-- start of Records shown --

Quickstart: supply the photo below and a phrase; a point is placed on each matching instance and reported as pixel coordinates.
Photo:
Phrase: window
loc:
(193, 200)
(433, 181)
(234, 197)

-- end of Records shown --

What to do >> Reproduce every line of the entries above word for word, without changing anything.

Completed task >>
Quickstart: supply the photo below and a phrase; a point is placed on each matching instance and reported as pixel coordinates.
Photo:
Phrase: window
loc:
(193, 200)
(433, 181)
(234, 197)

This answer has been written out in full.